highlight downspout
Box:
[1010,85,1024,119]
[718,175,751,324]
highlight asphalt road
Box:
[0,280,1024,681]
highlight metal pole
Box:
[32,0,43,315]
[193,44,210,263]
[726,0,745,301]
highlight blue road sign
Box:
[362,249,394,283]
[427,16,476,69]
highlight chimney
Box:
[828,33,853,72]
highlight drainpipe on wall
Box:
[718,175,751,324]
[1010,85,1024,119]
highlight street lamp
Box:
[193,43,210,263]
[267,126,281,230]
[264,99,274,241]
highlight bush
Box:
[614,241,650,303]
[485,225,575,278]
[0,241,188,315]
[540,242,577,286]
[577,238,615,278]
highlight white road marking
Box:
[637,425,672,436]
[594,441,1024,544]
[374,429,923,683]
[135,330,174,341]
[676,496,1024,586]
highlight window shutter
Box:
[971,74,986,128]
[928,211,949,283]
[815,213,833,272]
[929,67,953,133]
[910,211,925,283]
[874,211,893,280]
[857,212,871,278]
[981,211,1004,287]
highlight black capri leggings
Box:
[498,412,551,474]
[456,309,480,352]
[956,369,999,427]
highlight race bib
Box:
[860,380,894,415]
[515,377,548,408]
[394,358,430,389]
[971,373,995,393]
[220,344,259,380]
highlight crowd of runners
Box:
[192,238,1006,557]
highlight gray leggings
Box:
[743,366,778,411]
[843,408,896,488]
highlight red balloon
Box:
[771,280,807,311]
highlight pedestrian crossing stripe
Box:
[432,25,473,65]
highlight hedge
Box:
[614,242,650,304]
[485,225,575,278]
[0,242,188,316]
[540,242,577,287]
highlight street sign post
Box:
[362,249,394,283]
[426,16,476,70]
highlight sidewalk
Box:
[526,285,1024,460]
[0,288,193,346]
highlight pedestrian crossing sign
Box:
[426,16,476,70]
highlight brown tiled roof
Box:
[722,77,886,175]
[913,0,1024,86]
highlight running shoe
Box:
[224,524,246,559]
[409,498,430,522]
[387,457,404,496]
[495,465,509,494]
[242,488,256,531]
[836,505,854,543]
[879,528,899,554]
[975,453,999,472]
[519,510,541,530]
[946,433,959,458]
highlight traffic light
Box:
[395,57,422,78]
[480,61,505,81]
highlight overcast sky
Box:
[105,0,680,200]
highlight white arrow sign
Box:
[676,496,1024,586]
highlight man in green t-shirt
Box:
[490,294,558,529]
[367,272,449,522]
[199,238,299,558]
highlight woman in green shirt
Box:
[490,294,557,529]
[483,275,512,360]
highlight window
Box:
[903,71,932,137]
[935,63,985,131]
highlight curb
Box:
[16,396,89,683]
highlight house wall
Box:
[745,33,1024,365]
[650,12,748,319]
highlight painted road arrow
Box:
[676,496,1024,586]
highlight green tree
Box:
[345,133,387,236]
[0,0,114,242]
·····
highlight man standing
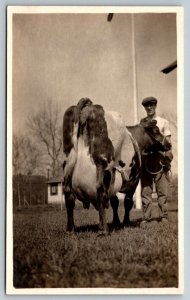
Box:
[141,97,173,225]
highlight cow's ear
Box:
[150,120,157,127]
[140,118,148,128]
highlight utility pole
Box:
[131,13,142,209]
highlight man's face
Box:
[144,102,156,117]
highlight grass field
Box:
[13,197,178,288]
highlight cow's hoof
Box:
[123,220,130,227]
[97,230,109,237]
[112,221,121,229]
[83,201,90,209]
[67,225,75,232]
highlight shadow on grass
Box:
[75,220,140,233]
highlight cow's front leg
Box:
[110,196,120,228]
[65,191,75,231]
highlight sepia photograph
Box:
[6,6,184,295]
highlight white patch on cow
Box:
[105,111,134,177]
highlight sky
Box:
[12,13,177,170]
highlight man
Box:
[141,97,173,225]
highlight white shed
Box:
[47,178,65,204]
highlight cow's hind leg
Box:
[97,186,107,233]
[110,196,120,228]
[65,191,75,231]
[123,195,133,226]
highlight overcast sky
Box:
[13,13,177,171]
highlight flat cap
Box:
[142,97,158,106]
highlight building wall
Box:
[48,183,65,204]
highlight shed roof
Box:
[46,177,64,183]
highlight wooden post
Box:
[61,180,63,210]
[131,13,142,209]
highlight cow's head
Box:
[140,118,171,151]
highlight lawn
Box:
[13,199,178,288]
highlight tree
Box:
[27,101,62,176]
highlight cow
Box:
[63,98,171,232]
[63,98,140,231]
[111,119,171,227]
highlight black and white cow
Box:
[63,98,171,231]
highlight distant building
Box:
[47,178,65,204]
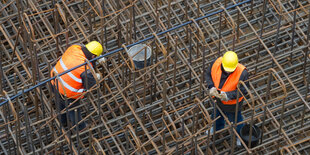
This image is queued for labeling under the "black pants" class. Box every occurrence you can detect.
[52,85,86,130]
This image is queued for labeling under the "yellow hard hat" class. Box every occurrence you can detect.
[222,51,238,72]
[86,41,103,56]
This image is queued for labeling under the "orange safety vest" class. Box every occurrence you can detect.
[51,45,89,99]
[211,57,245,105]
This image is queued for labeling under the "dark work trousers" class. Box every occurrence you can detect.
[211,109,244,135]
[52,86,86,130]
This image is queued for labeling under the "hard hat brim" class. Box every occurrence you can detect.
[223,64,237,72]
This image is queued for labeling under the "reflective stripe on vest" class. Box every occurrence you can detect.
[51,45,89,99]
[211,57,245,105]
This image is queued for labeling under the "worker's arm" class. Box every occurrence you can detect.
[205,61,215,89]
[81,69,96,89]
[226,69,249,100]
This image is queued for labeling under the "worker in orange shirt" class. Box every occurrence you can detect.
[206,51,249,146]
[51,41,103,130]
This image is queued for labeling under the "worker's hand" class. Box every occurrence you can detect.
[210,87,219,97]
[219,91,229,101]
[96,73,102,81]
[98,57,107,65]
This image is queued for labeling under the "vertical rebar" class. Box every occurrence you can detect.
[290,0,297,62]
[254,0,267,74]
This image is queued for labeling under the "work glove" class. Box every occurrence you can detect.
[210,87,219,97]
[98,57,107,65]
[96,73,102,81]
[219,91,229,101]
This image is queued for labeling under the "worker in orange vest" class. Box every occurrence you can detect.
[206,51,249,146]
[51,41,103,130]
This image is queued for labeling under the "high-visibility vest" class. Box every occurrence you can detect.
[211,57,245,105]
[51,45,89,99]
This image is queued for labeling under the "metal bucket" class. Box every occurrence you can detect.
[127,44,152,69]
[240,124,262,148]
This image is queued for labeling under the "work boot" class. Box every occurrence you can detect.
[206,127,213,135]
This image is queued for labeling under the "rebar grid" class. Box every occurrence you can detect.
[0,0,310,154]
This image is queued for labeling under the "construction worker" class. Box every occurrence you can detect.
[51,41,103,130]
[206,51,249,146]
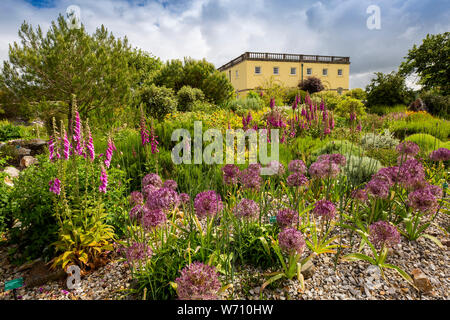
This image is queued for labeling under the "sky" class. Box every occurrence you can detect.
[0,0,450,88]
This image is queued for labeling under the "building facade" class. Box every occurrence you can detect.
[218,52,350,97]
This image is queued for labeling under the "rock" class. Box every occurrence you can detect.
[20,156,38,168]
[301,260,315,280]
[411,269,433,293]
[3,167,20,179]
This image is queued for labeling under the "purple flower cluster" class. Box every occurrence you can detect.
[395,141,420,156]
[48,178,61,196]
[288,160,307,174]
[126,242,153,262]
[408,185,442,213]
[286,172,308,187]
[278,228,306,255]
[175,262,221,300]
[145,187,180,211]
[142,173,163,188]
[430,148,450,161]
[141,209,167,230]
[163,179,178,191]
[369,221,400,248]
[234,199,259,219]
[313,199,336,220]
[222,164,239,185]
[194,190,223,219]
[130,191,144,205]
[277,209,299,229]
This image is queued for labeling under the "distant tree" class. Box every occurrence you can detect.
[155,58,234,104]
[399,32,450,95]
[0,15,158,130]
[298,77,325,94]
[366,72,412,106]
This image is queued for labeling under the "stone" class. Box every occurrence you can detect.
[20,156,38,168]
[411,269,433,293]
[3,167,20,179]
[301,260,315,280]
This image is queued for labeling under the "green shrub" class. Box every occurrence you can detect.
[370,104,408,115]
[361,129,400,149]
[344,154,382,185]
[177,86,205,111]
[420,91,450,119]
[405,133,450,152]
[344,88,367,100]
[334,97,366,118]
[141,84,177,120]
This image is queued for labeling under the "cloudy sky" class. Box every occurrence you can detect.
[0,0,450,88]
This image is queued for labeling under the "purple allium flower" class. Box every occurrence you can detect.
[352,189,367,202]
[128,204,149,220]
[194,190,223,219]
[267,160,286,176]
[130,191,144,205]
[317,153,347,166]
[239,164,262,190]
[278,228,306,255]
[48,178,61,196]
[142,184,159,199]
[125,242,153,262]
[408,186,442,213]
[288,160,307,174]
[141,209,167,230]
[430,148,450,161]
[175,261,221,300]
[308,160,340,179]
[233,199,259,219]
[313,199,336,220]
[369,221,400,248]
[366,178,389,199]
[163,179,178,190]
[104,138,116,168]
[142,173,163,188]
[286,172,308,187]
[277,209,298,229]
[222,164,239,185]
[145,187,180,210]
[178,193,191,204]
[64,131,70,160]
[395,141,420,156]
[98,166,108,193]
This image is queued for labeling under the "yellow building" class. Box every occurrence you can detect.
·····
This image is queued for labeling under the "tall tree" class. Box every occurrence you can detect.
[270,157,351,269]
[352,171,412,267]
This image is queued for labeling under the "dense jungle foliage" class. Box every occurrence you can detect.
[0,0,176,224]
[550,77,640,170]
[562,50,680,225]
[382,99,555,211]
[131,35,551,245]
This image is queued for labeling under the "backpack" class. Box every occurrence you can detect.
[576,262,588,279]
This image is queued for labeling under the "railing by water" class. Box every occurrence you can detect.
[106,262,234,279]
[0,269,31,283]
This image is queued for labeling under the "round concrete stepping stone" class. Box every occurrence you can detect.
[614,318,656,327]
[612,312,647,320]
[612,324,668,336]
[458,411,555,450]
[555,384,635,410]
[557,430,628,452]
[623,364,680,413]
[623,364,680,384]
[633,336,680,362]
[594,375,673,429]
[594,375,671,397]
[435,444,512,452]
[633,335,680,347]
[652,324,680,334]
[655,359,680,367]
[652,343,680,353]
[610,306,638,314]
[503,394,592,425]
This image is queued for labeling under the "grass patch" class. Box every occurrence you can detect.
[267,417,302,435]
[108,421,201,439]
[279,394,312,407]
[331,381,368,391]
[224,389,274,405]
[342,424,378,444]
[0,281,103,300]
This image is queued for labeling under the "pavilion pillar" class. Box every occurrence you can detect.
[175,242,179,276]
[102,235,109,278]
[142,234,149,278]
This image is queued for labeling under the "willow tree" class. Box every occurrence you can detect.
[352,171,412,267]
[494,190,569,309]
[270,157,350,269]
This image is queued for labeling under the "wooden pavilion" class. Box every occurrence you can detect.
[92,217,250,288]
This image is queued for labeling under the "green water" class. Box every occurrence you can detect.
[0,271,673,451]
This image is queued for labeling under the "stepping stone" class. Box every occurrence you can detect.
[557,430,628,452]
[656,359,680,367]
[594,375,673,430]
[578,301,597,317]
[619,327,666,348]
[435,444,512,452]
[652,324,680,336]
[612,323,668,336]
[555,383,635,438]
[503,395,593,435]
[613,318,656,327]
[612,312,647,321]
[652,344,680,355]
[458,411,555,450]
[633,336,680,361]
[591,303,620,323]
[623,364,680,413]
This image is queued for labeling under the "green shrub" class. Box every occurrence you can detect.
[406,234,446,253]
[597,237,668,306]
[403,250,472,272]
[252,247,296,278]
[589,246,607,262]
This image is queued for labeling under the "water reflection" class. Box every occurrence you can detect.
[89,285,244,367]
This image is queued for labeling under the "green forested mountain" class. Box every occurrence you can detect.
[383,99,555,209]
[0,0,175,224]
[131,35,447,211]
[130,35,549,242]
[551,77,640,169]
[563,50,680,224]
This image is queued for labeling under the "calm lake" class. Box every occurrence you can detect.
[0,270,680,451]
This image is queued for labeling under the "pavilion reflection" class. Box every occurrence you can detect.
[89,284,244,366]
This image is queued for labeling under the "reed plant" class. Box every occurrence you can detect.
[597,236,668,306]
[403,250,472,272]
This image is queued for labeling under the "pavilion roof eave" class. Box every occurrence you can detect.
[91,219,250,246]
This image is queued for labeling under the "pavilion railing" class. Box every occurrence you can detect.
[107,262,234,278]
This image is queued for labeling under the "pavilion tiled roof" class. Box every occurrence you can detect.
·····
*Problem to solve*
Extract every line of the records above that contains the string "patch", matching case exactly.

*The result*
highlight white patch on cow
This image is queued for labeling under the "grass patch" class. Box every occurrence you can detect.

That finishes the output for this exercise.